Instructions for the task
Extract, word for word, the data from its first line through the line that contains "[[454, 258, 490, 284], [538, 246, 583, 287]]", including both of those lines. Leave the picture out of your answer.
* start Records for this task *
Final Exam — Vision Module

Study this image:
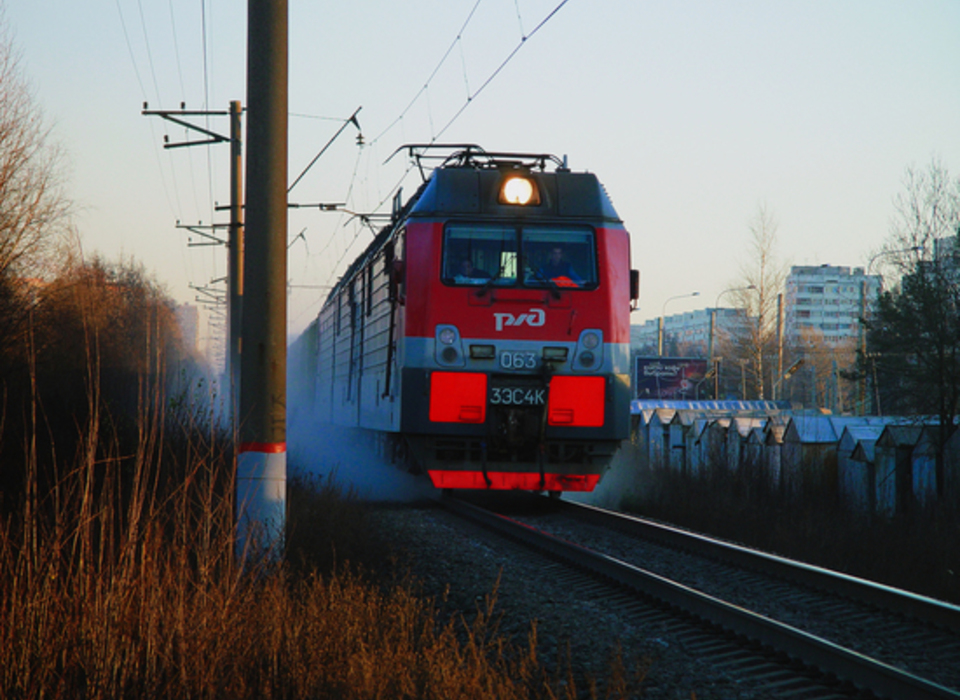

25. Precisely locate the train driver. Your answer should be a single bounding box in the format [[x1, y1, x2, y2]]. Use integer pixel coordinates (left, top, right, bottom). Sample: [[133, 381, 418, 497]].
[[454, 258, 490, 284], [538, 246, 583, 287]]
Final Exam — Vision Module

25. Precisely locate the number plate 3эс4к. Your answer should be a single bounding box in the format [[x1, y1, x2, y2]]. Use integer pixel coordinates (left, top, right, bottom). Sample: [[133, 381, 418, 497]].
[[490, 386, 547, 406]]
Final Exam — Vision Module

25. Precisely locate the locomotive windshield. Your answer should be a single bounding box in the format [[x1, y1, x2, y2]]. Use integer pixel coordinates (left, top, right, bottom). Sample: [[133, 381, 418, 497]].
[[442, 224, 597, 289]]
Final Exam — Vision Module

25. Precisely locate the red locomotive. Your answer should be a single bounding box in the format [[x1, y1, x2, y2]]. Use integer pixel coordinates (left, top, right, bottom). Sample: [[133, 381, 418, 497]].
[[292, 146, 639, 492]]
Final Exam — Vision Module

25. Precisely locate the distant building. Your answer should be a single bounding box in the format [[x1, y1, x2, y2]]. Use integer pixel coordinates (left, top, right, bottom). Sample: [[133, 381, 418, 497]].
[[177, 304, 200, 353], [784, 265, 882, 345]]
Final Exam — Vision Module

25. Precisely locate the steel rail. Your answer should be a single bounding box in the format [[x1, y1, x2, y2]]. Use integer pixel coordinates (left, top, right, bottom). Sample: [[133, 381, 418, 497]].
[[563, 502, 960, 632], [441, 498, 960, 700]]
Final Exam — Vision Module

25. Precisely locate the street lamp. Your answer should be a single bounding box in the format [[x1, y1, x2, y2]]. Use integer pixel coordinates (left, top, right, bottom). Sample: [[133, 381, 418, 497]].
[[657, 292, 700, 357], [707, 284, 757, 399], [857, 245, 923, 416], [773, 357, 803, 401]]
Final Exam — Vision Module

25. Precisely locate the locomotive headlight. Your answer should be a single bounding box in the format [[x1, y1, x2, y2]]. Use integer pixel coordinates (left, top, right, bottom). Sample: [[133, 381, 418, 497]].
[[580, 333, 600, 350], [437, 328, 457, 345], [499, 175, 540, 206]]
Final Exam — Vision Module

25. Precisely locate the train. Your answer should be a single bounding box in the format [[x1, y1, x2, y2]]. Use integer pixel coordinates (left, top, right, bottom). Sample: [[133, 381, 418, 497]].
[[290, 145, 639, 495]]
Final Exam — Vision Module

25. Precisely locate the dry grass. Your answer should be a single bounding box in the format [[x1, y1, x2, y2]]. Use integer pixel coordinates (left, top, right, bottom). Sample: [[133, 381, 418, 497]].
[[0, 432, 572, 698], [0, 382, 623, 698]]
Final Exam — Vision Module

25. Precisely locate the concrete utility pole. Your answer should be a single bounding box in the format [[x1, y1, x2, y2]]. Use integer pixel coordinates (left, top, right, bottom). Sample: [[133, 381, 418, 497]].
[[237, 0, 288, 558], [227, 100, 243, 404]]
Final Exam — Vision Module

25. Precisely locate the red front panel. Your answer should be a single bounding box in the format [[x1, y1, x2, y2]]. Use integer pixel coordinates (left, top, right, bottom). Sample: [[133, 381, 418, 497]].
[[547, 375, 607, 428], [430, 372, 487, 423]]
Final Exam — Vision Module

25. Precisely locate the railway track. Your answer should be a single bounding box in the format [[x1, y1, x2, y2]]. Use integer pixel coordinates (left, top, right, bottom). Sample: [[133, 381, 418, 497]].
[[444, 498, 960, 699]]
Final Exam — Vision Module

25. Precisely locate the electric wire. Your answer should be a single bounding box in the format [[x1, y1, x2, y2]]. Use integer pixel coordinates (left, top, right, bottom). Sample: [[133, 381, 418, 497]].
[[370, 0, 481, 145]]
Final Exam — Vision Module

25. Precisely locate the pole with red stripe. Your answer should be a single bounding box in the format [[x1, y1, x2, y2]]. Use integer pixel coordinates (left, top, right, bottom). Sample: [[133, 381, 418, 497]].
[[236, 0, 288, 558]]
* end Records for this task *
Solution to this problem
Final Exam — Vision Module

Study this image:

25. Precisely locate the train driver. Your answer should be a single bounding box in the format [[x1, y1, x2, y2]]. Use integer pixel coordinates (left, top, right, bottom). Sample: [[133, 381, 418, 497]].
[[454, 258, 490, 284], [538, 246, 583, 287]]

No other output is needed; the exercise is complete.